Dataset entries:

┄┄┄┄┄┄┄┄┄┄

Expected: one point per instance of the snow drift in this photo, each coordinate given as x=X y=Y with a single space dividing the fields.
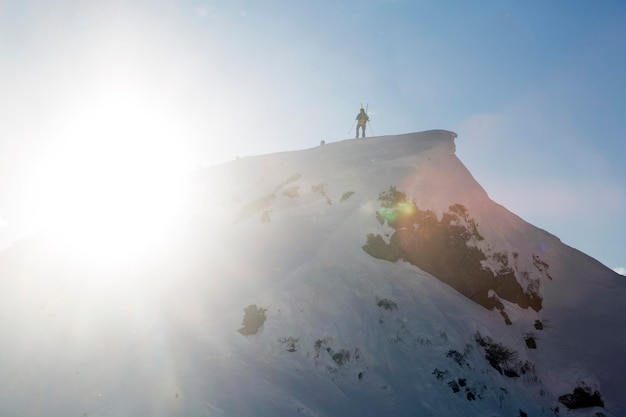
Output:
x=362 y=277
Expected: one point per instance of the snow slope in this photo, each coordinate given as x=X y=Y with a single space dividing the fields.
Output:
x=328 y=328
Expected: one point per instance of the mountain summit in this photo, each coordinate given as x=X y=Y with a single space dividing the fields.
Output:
x=363 y=277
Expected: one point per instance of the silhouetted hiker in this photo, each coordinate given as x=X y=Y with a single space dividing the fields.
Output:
x=362 y=119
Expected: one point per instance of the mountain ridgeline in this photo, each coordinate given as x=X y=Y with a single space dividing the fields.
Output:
x=371 y=277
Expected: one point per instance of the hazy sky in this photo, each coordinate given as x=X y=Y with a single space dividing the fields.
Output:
x=98 y=96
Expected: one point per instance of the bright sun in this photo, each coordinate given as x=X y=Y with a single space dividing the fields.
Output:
x=112 y=188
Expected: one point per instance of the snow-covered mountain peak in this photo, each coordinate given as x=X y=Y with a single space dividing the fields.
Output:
x=365 y=276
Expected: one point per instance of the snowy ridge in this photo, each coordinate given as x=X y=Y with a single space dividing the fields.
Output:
x=266 y=302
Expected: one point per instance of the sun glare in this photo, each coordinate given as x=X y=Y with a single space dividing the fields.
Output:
x=112 y=188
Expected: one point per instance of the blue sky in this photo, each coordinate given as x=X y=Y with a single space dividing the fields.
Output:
x=95 y=92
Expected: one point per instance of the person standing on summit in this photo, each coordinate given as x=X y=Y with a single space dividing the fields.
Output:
x=362 y=119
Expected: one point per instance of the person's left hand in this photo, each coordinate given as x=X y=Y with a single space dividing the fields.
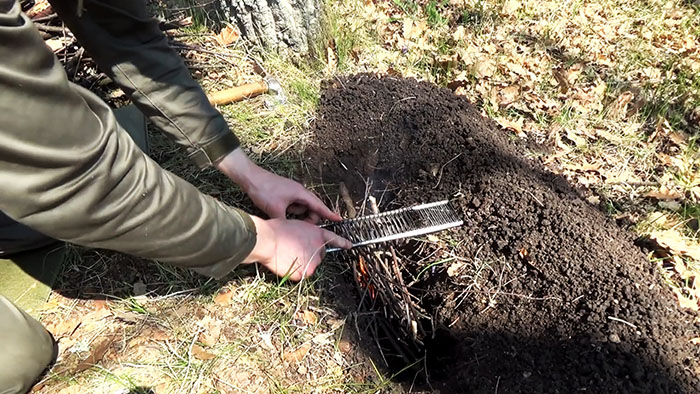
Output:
x=273 y=194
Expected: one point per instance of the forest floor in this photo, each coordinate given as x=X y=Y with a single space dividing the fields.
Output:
x=610 y=88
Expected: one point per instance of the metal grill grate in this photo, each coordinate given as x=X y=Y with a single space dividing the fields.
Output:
x=397 y=224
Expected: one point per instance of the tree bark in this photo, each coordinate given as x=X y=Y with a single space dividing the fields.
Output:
x=280 y=25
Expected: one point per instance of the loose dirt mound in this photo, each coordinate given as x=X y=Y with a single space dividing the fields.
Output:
x=544 y=294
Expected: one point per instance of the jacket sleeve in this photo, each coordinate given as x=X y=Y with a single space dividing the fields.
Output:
x=128 y=45
x=69 y=170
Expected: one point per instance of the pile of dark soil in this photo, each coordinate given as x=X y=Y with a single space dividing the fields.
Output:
x=544 y=293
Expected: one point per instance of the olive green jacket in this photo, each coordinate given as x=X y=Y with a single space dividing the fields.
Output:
x=68 y=170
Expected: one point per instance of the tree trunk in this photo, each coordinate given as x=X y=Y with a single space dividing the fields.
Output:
x=281 y=25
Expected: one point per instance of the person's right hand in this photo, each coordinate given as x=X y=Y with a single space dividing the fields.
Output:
x=292 y=248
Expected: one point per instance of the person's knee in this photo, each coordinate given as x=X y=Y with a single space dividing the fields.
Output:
x=26 y=349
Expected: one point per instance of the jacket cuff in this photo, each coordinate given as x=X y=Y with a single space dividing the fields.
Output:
x=215 y=149
x=245 y=246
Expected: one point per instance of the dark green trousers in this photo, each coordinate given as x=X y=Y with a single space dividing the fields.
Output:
x=69 y=170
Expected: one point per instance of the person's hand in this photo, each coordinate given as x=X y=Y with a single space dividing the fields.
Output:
x=273 y=194
x=292 y=248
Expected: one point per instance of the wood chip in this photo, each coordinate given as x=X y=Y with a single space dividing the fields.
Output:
x=223 y=298
x=200 y=353
x=298 y=354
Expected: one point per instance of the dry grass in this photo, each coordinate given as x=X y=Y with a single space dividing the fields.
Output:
x=613 y=87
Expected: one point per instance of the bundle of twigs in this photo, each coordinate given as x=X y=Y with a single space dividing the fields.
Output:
x=383 y=276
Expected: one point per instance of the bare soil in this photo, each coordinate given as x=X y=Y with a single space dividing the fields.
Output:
x=546 y=293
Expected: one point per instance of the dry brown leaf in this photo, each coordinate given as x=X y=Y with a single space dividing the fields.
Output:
x=139 y=288
x=663 y=193
x=100 y=305
x=98 y=349
x=573 y=72
x=459 y=33
x=200 y=353
x=57 y=43
x=331 y=60
x=65 y=328
x=516 y=126
x=510 y=6
x=455 y=268
x=75 y=389
x=618 y=109
x=298 y=354
x=685 y=302
x=678 y=137
x=40 y=9
x=561 y=80
x=508 y=95
x=584 y=167
x=664 y=159
x=676 y=243
x=212 y=331
x=696 y=191
x=484 y=68
x=672 y=205
x=228 y=35
x=223 y=298
x=609 y=136
x=577 y=139
x=622 y=177
x=309 y=317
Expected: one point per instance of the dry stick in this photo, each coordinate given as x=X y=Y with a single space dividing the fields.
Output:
x=349 y=204
x=412 y=320
x=411 y=311
x=47 y=28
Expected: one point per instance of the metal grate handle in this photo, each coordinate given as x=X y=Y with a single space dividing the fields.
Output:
x=397 y=224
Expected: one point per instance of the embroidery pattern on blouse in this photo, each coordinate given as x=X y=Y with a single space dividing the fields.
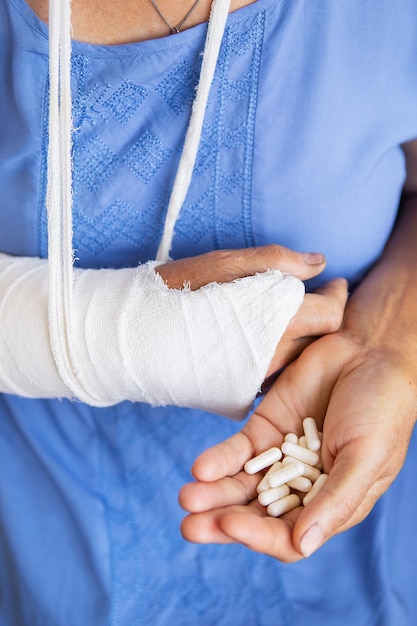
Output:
x=127 y=142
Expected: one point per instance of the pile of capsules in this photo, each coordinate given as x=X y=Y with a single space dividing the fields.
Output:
x=300 y=470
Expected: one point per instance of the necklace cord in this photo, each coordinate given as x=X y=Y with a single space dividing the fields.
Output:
x=216 y=28
x=177 y=28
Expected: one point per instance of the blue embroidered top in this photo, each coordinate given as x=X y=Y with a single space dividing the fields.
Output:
x=301 y=145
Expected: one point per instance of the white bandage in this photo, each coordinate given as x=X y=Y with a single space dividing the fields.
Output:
x=139 y=340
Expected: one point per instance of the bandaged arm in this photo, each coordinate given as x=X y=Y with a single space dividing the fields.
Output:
x=138 y=340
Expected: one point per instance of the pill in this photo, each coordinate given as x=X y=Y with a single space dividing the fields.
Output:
x=284 y=505
x=264 y=484
x=262 y=460
x=317 y=486
x=302 y=454
x=285 y=474
x=311 y=434
x=292 y=437
x=310 y=472
x=301 y=483
x=272 y=495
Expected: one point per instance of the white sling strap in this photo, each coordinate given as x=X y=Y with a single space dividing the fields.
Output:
x=59 y=196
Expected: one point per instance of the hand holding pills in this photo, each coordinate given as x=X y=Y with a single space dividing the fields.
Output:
x=361 y=404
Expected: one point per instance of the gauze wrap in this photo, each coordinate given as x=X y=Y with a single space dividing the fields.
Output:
x=138 y=340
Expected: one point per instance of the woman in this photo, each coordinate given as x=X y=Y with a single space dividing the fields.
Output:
x=301 y=145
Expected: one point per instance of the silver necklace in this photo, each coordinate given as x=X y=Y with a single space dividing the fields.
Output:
x=177 y=28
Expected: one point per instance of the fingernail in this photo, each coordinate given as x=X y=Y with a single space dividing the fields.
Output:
x=314 y=258
x=311 y=540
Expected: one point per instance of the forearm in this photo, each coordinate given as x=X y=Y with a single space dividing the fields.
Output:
x=135 y=339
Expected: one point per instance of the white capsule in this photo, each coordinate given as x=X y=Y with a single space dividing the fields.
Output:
x=285 y=474
x=317 y=486
x=312 y=473
x=302 y=454
x=312 y=433
x=265 y=459
x=272 y=495
x=301 y=483
x=284 y=505
x=264 y=484
x=291 y=437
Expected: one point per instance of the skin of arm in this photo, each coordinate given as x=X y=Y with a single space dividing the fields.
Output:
x=360 y=384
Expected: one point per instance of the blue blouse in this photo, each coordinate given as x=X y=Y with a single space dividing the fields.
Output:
x=301 y=145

┄┄┄┄┄┄┄┄┄┄

§ **Problem to work on**:
Swap "in this photo" for "in this image" throughout all the records and write them out again with nothing else changed, leaving the pictures out.

§ **Output**:
Expected: one point per instance of the snow drift in this image, each coordinate given as x=X y=Y with a single space dividing the fields.
Output:
x=362 y=277
Expected: one point per instance of the snow slope in this image, each coordinate given as x=X y=Y with a single space dividing the fields.
Output:
x=328 y=328
Expected: one point per instance of the mountain summit in this image, each coordinate given as x=X y=Y with a single space dividing the fields.
Output:
x=363 y=277
Expected: one point per instance of the silhouetted hiker in this image, each coordinate given as x=X y=Y with a single space dividing the fields.
Output:
x=362 y=119
Expected: one point per instance of the mountain ridgeline in this image, each coordinate given as x=X y=Y with a single space dividing the fields.
Output:
x=371 y=277
Expected: one point per instance of the hazy sky in this image, each coordinate given as x=X y=Y with a single space dividing the fields.
Output:
x=98 y=96
Expected: one point per instance of the bright sun in this image, each coordinate given as x=X y=Y with a single space dividing the fields.
Output:
x=112 y=188
Expected: one point per instance of the snow-covered mountain peak in this image, each coordinate given as x=X y=Y with a single space dividing the fields.
Output:
x=365 y=276
Expected: one point per instance of the snowy ridge in this image, each coordinate given as x=X y=Y with a single space dividing the fields.
Output:
x=266 y=302
Expected: one point per instance of the sun glare in this image, each coordinate given as x=X y=Y with a single space dividing the fields.
Output:
x=112 y=188
Expected: one point per instance of the blue sky in this image, each coordinate given as x=X y=Y with a single space dividing the fields.
Output:
x=95 y=92
Expected: one point per instance of the person standing on summit in this image, each coordinate given as x=X y=Y with a single space dividing the fields.
Output:
x=362 y=119
Expected: one point per instance of the person's left hand in this image, each coordinate given as x=X y=Y with a single space dividing the fields.
Output:
x=273 y=194
Expected: one point per instance of the forest floor in this image, each coordinate given as x=X y=Y with a single space dividing the fields.
Output:
x=610 y=88
Expected: one point per instance of the metal grill grate in this image, each coordinate given as x=X y=Y with a single space dividing the fields.
Output:
x=397 y=224
Expected: one point per instance of the tree bark in this image, each coordinate given as x=X y=Y with a single space dividing the fields.
Output:
x=280 y=25
Expected: one point per instance of the loose dirt mound in this image, each coordinate given as x=X y=Y with a single space dividing the fields.
Output:
x=544 y=294
Expected: one point per instance of the jacket sleeve in this image, each coordinate given as x=X y=Y with a single space dividing the fields.
Output:
x=128 y=45
x=69 y=170
Expected: one point per instance of the pile of dark soil in this image, each coordinate given as x=X y=Y with a single space dividing the fields.
Output:
x=544 y=293
Expected: one point per instance of the olive green jacket in this image, each coordinate given as x=X y=Y with a single space dividing the fields.
Output:
x=68 y=170
Expected: one point per instance of the tree trunk in this image, each coordinate given as x=X y=Y with a single space dividing the fields.
Output:
x=281 y=25
Expected: one point per instance of the person's right hand in this image, each coordinate given as x=X y=Y with a single space dividing the fields.
Output:
x=292 y=248
Expected: one point per instance of the person's knee in this image, each coordinate given as x=X y=Y with a single space dividing the fields.
Output:
x=26 y=349
Expected: one point per instance of the jacket cuff in this image, each coordinate given as x=X y=Y with a single space dividing the fields.
Output:
x=215 y=149
x=245 y=246
Expected: one point per instance of the dark green trousers in this image, each coordinate given as x=X y=Y with a single space dividing the fields.
Output:
x=69 y=170
Expected: one point per instance of the person's hand in this image, each coordinate given as x=X y=Y with a single space dividing the fields.
Output:
x=273 y=194
x=292 y=248
Expected: one point per instance of the wood chip in this image, each coordinate given as x=X y=Y with a single space dividing the fields.
Output:
x=223 y=298
x=200 y=353
x=298 y=354
Expected: one point per instance of the dry grass in this image, each coordinate given as x=X y=Y with a single space dividing the fields.
Output:
x=613 y=87
Expected: one point per instance of the bundle of twigs in this image, each coordinate given as x=X y=Y with a single space dividing the fields.
Output:
x=383 y=276
Expected: one point per instance of the bare soil in this image, each coordinate given as x=X y=Y with a single space dividing the fields.
Output:
x=546 y=293
Expected: one point per instance of the dry brown leaf in this image, each coordinate given as x=X y=Y with a single space dividing the fields.
Output:
x=139 y=288
x=663 y=193
x=100 y=305
x=98 y=349
x=573 y=72
x=459 y=33
x=200 y=353
x=57 y=43
x=331 y=60
x=65 y=328
x=516 y=126
x=510 y=6
x=455 y=268
x=75 y=389
x=618 y=109
x=298 y=354
x=685 y=302
x=678 y=137
x=40 y=9
x=561 y=80
x=508 y=95
x=584 y=167
x=664 y=159
x=676 y=243
x=212 y=331
x=696 y=191
x=484 y=68
x=672 y=205
x=228 y=35
x=223 y=298
x=609 y=136
x=577 y=139
x=622 y=177
x=309 y=317
Expected: one point per instance of the dry stick in this image, each coordinate given as x=X y=Y with a single space dividing the fields.
Output:
x=349 y=204
x=412 y=320
x=411 y=311
x=47 y=28
Expected: one point per instance of the metal grate handle in this image, each coordinate given as x=X y=Y with a single space dividing the fields.
Output:
x=397 y=224
Expected: one point per instance of the embroidery pattern on blouse in this image, each coordinate given as x=X y=Y with a single space dividing the fields.
Output:
x=127 y=142
Expected: one point per instance of the pile of capsules in this image, each coordinate given as x=X y=Y with a single space dividing the fields.
Output:
x=300 y=470
Expected: one point per instance of the necklace cord in this image, each coordinate given as x=X y=Y with a single space dividing the fields.
Output:
x=216 y=28
x=177 y=28
Expected: one point per instance of the blue embroidered top in this image, each coordinate given as x=X y=Y with a single space dividing the fields.
Output:
x=301 y=145
Expected: one point per instance of the white bandage in this image, each coordinate given as x=X y=Y with a single space dividing the fields.
Output:
x=139 y=340
Expected: one point per instance of the bandaged arm in this image, each coordinate given as x=X y=Y with a single space dividing the fields.
Output:
x=138 y=340
Expected: one point per instance of the pill in this image, each coordinate given as x=X y=Y with a single space dividing the fields.
Output:
x=284 y=505
x=264 y=484
x=262 y=460
x=317 y=486
x=302 y=454
x=285 y=474
x=311 y=434
x=292 y=437
x=310 y=472
x=301 y=483
x=272 y=495
Expected: one point per instance of the white sling strap in this image, each coordinate given as x=X y=Y with a single space dividing the fields.
Output:
x=59 y=196
Expected: one point per instance of the hand holding pills in this image, each coordinate given as x=X y=Y with a single space dividing the fields.
Output:
x=361 y=404
Expected: one point per instance of the gauze wrap in this image, each coordinate given as x=X y=Y with a single space dividing the fields.
Output:
x=138 y=340
Expected: one point per instance of the woman in this image, each coordinate given as x=X y=Y with a single space dividing the fields.
Output:
x=301 y=145
Expected: one point per instance of the silver necklace in this image, each coordinate given as x=X y=Y with a single space dividing the fields.
Output:
x=177 y=28
Expected: one point per instance of the fingernail in this image, each coordinate given as x=X y=Y with a single space dividing the fields.
Output:
x=314 y=258
x=311 y=540
Expected: one point per instance of the forearm in this image, each coordinate given as x=X y=Y with a single space dividing the fields.
Output:
x=135 y=339
Expected: one point per instance of the white capsule in this image, each coordinate given as x=X y=Y with a single space dividing the fields.
Output:
x=285 y=474
x=317 y=486
x=312 y=473
x=302 y=454
x=312 y=433
x=265 y=459
x=272 y=495
x=301 y=483
x=284 y=505
x=264 y=484
x=291 y=437
Expected: one point per instance of the skin of arm in this image, each coordinate given as x=X y=Y with a single space dividing the fields.
Output:
x=360 y=384
Expected: one point per instance of the blue blouse in this image, each coordinate given as x=X y=Y with a single space dividing the fields.
Output:
x=301 y=145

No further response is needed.